Records from a collection:
______________________________
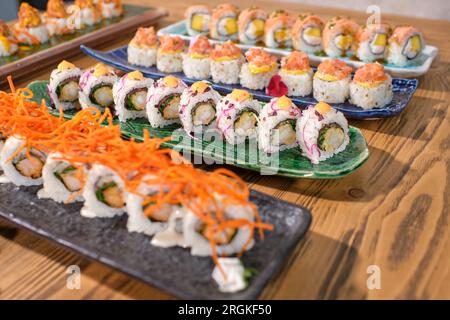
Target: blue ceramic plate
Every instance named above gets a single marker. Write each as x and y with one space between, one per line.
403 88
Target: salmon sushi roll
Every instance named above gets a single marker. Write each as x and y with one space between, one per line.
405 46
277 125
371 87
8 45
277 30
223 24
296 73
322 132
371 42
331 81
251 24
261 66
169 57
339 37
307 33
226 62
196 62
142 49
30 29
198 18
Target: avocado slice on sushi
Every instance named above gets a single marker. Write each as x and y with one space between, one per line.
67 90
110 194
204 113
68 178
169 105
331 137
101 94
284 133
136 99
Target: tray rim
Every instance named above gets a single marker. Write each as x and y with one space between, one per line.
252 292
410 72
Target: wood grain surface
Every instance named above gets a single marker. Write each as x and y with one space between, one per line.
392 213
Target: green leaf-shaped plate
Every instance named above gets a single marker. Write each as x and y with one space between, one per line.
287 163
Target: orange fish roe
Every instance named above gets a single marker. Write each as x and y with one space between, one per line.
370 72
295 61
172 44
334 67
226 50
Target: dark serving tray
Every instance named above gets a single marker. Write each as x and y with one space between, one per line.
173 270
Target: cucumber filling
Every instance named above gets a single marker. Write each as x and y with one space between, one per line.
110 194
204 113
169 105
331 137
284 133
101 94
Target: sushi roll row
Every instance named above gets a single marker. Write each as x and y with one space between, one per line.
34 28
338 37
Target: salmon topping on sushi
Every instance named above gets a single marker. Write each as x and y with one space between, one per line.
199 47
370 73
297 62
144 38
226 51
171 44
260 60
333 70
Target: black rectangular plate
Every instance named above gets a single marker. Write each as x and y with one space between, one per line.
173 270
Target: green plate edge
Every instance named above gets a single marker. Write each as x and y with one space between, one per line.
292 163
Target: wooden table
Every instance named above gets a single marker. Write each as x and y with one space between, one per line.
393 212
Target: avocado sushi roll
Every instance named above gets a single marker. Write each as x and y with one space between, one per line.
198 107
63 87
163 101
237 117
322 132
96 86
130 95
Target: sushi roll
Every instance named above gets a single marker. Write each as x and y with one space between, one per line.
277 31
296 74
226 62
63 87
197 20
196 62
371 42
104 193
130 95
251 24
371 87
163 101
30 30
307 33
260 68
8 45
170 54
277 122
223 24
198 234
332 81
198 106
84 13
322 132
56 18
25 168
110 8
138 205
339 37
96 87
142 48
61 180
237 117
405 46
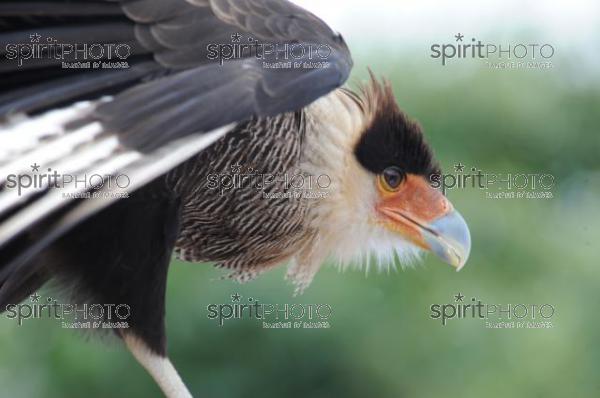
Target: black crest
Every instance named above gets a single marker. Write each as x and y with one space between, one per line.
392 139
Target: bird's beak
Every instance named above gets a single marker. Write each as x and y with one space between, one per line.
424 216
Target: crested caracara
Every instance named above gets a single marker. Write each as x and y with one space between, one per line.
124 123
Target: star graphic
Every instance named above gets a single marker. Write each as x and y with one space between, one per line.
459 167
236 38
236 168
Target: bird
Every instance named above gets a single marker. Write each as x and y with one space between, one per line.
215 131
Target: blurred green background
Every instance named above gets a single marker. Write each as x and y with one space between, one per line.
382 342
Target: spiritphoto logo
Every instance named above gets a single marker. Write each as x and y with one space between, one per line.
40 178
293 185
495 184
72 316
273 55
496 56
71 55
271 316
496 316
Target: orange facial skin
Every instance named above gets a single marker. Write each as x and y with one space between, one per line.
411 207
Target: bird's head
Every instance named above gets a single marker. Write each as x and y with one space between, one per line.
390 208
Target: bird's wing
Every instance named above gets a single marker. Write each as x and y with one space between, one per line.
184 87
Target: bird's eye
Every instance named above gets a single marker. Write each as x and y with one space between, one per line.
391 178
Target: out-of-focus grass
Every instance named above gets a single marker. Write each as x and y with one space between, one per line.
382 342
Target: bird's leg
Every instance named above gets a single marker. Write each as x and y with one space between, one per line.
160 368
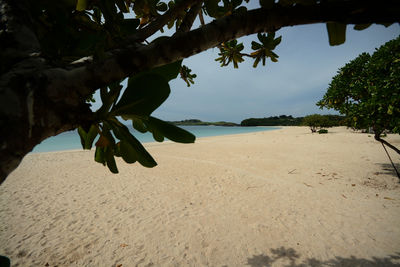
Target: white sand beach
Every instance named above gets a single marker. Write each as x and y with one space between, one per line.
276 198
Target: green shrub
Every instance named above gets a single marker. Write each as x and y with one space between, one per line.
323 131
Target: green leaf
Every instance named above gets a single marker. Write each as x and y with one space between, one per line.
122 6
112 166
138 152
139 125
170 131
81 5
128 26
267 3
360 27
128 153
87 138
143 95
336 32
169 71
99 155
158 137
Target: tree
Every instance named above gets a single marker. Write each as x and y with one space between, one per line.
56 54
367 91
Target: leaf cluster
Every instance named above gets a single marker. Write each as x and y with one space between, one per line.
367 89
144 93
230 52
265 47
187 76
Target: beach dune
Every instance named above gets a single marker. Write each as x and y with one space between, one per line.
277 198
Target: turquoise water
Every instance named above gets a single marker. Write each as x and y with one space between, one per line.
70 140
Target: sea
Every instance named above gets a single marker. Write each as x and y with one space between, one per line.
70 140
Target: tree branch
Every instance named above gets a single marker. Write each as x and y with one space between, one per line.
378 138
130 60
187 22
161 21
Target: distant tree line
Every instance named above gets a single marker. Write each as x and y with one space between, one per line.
______________________________
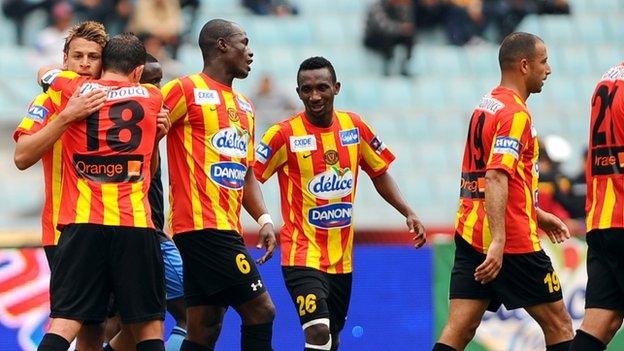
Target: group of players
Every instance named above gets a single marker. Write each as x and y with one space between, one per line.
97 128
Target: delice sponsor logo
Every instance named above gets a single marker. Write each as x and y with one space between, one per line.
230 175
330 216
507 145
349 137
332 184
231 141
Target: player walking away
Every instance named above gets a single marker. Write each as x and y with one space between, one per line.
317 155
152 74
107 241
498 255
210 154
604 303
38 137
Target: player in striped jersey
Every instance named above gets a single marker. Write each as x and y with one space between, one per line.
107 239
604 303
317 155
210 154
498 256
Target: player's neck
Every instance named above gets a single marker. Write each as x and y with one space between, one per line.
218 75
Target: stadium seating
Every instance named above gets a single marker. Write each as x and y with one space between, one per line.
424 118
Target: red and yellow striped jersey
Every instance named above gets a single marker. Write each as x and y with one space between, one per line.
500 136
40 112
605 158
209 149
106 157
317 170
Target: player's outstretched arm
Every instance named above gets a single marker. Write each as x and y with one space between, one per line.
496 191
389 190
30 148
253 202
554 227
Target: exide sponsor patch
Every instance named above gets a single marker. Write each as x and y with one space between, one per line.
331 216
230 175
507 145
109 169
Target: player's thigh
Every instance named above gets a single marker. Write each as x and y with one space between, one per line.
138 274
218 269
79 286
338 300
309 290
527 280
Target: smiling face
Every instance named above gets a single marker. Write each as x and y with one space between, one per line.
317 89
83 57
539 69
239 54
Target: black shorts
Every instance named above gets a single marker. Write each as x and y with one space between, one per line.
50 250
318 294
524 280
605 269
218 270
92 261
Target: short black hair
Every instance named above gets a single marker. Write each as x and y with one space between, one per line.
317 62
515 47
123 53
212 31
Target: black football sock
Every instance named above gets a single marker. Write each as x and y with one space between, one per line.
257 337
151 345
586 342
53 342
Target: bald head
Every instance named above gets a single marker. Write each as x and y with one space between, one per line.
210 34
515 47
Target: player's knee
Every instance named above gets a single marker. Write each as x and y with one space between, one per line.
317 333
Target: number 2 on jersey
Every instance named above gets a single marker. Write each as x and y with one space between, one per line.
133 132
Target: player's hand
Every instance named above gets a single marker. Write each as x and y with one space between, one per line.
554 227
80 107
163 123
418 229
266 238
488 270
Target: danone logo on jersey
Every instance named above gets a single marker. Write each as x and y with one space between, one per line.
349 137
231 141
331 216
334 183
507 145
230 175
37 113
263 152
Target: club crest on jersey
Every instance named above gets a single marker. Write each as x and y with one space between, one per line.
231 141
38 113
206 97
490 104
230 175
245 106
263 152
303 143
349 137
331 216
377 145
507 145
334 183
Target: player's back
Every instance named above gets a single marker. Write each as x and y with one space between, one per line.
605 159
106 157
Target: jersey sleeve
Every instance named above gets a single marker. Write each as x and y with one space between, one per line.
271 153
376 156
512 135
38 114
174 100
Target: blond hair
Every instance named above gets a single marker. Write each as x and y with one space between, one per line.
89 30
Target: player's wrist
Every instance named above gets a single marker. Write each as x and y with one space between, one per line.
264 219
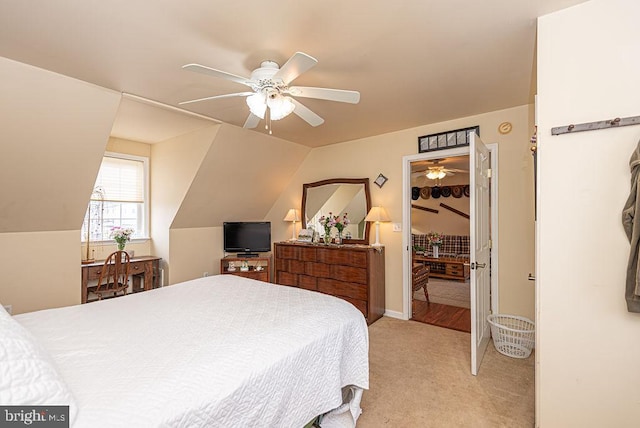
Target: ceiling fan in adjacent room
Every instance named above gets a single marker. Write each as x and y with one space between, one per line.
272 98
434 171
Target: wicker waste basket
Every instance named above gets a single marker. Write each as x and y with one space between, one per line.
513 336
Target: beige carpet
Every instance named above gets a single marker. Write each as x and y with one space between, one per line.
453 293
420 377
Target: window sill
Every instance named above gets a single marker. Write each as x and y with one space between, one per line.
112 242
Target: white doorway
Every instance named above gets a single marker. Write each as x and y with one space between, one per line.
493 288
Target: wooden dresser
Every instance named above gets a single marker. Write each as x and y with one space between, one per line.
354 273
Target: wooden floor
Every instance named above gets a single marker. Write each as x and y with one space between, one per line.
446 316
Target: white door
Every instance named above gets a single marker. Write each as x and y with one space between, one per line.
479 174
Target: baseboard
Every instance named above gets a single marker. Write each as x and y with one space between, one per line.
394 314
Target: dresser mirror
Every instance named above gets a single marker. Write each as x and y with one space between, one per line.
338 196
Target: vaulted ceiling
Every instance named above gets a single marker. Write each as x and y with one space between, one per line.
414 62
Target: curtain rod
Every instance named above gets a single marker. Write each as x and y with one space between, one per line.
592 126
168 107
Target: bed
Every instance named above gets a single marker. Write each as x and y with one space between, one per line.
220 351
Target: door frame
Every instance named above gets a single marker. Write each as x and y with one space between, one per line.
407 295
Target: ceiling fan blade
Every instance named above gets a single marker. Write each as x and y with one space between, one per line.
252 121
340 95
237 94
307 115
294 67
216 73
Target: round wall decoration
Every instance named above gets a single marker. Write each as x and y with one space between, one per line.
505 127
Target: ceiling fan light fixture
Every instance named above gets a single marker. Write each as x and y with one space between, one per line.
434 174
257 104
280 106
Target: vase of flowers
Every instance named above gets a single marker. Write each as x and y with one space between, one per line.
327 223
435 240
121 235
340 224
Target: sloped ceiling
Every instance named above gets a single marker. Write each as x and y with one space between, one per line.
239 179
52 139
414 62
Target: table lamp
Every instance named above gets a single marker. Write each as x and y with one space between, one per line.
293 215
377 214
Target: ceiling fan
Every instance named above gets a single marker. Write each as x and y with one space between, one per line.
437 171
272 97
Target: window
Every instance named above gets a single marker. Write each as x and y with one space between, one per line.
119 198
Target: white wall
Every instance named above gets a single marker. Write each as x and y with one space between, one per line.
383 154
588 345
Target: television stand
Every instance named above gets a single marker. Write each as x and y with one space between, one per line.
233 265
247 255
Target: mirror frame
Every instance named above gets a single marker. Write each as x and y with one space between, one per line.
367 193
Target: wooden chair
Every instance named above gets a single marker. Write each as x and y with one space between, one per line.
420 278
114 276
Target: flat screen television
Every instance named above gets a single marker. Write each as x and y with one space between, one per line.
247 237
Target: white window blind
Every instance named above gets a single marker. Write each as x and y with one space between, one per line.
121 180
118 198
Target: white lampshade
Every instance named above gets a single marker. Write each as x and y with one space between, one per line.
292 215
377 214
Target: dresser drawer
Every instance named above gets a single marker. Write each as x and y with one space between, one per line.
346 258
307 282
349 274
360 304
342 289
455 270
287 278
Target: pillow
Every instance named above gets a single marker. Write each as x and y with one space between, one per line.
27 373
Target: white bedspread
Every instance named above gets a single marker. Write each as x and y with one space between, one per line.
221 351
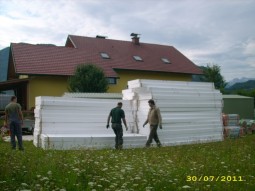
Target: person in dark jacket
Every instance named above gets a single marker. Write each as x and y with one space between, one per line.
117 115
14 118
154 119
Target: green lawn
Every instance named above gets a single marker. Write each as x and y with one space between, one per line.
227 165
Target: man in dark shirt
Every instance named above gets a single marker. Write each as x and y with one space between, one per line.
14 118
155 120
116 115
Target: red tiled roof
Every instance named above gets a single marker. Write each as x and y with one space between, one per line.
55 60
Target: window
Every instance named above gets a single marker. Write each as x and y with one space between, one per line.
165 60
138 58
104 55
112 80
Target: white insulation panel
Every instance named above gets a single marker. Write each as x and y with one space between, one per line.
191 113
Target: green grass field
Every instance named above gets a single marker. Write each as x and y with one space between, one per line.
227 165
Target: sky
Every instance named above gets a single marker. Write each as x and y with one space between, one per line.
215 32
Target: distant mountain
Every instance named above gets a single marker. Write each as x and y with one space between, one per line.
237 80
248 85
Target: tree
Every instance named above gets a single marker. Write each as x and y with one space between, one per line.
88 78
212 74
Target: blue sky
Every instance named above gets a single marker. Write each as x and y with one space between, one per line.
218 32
______________________________
◆ **Work to be completed**
Exactly the lines above from the one with "Target: blue ceramic plate" to the one with "Target: salmon sushi roll", both included, are to be quoted; leave the rest out.

◆ **Worked solution**
Target: blue ceramic plate
Every instance named above gets a single marker. Write each as x and y with one space between, one per line.
403 88
Target: salmon sushi roll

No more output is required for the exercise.